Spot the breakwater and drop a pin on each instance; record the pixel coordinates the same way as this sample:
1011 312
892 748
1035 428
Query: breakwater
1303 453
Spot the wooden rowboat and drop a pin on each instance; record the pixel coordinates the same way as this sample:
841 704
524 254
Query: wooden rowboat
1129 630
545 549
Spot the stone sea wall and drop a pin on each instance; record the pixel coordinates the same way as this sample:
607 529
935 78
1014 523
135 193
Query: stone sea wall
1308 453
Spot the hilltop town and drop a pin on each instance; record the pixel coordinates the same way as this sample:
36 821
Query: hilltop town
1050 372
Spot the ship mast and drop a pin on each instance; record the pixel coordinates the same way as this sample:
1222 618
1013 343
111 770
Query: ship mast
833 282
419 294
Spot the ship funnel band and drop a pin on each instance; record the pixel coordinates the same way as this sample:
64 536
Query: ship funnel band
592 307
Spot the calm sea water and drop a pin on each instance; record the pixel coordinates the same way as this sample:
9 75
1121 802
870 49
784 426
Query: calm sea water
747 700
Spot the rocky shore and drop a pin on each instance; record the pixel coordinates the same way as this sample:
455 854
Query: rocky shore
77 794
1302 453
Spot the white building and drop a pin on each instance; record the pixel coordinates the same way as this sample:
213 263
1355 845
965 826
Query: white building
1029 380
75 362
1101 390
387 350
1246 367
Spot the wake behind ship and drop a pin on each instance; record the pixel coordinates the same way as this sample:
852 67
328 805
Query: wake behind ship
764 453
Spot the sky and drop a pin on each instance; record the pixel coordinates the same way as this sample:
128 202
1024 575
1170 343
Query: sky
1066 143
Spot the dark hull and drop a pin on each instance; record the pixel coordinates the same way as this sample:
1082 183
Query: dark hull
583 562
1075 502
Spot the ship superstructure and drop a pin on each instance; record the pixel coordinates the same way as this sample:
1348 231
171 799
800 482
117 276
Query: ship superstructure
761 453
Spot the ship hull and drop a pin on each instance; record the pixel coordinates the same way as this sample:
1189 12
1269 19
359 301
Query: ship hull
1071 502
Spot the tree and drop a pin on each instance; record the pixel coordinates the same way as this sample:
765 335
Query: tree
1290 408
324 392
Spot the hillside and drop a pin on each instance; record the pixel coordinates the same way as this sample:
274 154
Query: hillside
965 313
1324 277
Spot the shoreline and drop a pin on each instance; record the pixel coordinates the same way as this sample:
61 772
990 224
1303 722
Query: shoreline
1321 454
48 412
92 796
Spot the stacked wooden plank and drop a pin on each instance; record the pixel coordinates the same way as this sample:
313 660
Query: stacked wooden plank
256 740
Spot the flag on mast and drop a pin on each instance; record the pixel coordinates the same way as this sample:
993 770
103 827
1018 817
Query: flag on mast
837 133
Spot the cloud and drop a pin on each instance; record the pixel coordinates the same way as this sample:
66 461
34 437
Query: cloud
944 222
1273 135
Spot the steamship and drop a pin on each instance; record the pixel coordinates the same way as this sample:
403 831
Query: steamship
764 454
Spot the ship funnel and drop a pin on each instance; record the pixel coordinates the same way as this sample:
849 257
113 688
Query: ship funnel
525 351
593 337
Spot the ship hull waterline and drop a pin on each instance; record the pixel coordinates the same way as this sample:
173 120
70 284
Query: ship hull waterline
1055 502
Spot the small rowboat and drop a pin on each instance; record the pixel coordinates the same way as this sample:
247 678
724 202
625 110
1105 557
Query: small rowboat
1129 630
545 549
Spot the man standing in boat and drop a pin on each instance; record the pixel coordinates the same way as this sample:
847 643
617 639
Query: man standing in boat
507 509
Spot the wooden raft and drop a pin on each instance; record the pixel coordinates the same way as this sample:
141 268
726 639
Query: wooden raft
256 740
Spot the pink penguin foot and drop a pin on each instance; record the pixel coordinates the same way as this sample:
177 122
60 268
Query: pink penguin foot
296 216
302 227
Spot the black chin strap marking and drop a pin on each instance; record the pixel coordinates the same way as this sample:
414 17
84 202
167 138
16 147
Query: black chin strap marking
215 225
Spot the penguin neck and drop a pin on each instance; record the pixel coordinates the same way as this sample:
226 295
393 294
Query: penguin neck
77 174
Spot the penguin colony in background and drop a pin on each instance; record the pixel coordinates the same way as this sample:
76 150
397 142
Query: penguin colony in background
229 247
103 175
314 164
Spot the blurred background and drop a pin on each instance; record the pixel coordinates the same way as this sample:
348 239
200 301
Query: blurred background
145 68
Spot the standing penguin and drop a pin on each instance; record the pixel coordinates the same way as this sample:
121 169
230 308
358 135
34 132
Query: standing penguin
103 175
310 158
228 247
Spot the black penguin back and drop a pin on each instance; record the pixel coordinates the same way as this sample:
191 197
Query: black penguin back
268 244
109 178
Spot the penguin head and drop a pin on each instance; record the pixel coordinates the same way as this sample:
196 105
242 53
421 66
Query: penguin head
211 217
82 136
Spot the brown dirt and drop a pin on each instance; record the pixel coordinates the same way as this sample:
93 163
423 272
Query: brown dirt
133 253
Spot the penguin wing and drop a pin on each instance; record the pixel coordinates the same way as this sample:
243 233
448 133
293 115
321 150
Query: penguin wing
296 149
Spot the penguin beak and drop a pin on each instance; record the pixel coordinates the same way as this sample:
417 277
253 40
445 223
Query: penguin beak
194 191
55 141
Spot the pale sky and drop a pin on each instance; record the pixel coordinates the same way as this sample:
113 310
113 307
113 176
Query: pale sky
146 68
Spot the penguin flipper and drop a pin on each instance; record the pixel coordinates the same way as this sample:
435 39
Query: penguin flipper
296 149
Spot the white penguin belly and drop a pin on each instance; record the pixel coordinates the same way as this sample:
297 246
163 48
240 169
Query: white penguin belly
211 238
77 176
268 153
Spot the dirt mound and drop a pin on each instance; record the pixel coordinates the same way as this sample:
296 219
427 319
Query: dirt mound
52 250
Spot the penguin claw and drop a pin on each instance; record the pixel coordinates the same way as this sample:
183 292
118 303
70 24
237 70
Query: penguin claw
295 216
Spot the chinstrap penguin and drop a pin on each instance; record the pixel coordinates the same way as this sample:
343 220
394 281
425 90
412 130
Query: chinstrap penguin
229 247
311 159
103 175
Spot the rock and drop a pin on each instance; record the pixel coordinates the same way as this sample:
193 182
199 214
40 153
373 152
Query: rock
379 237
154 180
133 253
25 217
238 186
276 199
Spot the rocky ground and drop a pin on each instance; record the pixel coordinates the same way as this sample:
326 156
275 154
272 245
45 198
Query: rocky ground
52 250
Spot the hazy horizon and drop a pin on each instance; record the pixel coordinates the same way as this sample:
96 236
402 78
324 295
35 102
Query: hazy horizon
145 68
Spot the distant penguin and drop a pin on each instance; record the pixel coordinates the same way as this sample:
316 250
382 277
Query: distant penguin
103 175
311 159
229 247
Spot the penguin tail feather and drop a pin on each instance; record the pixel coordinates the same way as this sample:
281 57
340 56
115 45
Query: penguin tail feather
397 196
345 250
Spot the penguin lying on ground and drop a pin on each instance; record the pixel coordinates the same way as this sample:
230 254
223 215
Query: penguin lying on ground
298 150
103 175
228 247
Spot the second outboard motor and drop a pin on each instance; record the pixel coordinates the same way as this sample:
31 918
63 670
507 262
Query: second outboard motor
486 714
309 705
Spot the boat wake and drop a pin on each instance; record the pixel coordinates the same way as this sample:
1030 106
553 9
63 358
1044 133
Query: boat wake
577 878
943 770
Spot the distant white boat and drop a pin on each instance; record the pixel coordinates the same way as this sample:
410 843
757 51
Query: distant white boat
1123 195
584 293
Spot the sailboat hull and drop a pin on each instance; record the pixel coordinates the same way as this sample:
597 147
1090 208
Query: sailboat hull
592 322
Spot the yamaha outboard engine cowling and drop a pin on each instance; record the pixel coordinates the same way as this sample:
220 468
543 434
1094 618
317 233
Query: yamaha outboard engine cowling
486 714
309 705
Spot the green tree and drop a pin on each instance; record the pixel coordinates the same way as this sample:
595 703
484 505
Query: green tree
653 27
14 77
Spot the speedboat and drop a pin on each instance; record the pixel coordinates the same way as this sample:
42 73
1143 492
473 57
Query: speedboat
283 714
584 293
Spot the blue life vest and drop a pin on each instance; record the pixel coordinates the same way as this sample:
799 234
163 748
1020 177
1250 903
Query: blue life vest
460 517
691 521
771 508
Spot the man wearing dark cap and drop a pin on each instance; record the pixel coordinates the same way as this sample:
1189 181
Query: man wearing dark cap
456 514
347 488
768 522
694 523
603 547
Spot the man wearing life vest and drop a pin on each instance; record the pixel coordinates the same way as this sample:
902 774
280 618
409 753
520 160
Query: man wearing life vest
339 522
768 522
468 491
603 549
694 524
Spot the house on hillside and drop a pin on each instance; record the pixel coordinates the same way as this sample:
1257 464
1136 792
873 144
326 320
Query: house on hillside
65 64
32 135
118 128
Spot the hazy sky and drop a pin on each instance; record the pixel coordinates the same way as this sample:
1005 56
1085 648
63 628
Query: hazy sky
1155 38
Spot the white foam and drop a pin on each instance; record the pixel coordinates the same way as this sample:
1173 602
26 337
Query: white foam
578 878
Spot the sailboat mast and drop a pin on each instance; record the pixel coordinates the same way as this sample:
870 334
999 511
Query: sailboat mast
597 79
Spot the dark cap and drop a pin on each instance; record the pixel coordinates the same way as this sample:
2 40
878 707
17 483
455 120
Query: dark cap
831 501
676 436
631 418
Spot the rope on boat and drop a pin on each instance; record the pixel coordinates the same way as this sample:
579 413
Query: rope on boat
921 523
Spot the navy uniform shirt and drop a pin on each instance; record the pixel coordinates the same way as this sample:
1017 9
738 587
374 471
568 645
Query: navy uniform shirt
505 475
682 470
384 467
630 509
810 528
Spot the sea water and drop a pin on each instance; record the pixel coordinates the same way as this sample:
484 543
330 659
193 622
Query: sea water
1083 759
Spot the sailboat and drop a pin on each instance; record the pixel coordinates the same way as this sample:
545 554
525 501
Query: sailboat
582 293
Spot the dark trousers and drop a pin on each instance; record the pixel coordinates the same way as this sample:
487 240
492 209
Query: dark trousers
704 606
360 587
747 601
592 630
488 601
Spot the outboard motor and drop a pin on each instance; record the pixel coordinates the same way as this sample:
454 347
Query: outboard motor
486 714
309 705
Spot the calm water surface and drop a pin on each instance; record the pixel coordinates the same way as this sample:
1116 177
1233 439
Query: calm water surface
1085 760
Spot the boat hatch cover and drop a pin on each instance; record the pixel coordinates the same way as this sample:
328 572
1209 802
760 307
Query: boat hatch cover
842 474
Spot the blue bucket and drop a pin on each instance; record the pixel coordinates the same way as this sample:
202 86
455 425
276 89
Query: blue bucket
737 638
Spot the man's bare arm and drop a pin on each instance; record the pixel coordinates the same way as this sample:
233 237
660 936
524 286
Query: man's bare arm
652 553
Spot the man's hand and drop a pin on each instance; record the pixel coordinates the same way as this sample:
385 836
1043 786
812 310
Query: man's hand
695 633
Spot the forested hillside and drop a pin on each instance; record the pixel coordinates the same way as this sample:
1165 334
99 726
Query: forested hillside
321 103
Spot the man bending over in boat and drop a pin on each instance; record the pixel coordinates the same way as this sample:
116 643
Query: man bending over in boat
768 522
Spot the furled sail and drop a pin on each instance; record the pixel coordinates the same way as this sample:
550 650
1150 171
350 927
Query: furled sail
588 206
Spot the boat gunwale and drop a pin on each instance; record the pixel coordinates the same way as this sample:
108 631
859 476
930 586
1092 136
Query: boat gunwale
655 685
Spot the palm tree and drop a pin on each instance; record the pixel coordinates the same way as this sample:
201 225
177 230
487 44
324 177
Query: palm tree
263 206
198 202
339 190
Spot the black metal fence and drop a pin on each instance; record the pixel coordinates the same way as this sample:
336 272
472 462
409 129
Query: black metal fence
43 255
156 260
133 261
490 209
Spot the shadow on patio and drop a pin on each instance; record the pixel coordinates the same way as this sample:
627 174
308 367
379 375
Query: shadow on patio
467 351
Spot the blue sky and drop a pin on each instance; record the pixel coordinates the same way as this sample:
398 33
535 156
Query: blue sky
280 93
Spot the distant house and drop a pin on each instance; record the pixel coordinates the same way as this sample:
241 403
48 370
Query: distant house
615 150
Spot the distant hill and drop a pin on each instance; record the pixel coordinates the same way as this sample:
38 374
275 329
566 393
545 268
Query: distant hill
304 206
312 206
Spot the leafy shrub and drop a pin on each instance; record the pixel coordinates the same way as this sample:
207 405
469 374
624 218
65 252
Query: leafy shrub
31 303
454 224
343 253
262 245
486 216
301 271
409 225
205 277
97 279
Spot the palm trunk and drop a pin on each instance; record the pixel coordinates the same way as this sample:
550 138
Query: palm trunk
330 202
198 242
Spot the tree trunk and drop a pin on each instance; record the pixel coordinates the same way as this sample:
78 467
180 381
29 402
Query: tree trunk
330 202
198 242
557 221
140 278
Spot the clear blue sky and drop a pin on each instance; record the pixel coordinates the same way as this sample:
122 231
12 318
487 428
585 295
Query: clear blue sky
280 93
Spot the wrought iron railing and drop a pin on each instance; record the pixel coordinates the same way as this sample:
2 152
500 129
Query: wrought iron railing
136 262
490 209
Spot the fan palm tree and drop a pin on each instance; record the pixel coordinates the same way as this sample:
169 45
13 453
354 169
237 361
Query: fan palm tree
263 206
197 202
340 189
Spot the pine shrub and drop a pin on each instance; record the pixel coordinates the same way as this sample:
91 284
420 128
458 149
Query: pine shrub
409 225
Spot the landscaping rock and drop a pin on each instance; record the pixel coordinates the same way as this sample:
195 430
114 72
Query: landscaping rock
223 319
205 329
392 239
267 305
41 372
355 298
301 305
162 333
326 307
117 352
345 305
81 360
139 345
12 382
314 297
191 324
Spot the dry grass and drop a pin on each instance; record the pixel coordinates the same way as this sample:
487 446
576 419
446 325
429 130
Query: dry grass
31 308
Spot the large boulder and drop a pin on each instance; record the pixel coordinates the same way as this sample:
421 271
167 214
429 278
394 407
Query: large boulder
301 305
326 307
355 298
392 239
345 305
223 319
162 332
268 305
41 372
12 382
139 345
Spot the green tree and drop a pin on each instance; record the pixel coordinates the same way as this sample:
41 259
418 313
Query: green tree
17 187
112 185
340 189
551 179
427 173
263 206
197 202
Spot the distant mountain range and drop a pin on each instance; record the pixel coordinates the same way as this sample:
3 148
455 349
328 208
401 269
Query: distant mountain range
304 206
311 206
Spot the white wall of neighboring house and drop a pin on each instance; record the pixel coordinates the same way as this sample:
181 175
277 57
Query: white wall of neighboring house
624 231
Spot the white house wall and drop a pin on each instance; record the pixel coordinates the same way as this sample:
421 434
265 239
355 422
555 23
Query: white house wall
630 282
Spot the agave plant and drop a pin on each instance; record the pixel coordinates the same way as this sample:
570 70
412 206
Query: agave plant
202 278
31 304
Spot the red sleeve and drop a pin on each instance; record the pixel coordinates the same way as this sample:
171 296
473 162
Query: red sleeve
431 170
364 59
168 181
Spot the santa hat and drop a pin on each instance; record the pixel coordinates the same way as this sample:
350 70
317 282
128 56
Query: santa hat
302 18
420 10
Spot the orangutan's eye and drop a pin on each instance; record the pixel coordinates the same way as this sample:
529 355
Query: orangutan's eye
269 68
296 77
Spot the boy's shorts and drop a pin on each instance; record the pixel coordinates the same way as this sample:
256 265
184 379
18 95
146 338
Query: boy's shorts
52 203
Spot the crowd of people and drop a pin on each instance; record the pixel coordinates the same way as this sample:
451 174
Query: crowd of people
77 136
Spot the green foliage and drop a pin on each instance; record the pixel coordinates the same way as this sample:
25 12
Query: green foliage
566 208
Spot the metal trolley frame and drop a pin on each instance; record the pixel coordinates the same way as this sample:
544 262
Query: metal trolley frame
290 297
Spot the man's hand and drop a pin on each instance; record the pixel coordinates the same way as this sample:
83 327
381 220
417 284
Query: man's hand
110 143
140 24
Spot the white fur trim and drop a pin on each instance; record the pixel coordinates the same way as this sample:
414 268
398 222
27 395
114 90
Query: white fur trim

● **EXERCISE AIM**: Locate the line that contains "Spot the white house". Repeat it and every line after it, up to and including the final line, exactly.

● **WRITTEN ANSWER**:
Spot the white house wall and drop a pin on each instance; record the pixel coordinates the same way as this sample:
421 434
265 239
355 422
555 23
Query: white house wall
630 282
Spot the agave plant and drop a pin on each instance; record the pixel coordinates the same way as this sample:
570 70
412 206
Query: agave plant
202 278
31 304
Spot the red sleeve and drop a pin on each instance; record the pixel coordinates the same way as this sample:
171 296
473 162
Query: red sleeve
431 170
364 59
168 181
Spot the santa hat and drop a pin on each instance; record the pixel coordinates the same way as this sample:
350 70
317 282
128 56
Query: santa hat
302 18
420 10
Spot the orangutan's eye and drop a pin on each instance; record the pixel coordinates the same way as this sample:
529 355
Query: orangutan's eye
269 68
296 77
Spot the boy's shorts and drop a pin on each instance; record the pixel coordinates the same way as this sample:
256 265
184 379
18 95
146 338
Query: boy's shorts
52 203
Spot the crowd of people and drop a pin on each instance; record the pixel coordinates the same way as this sample:
451 174
Query: crowd of people
77 136
Spot the green foliage and drop a pin on each instance; record the pixel coordinates the same way as this sample:
25 12
Query: green foliage
566 208
Spot the metal trolley frame and drop a pin on each instance; record the pixel coordinates the same way as this sample:
544 262
Query: metal trolley frame
290 297
Spot the man's hand and drop a pin on each instance; record the pixel coordinates the same way as this sample:
83 327
381 220
417 284
Query: man's hand
110 143
140 24
Spot the white fur trim and drop a pin on each instance; record the pixel coordinates the same way as this sample:
414 268
398 222
27 395
114 90
Query: white fur trim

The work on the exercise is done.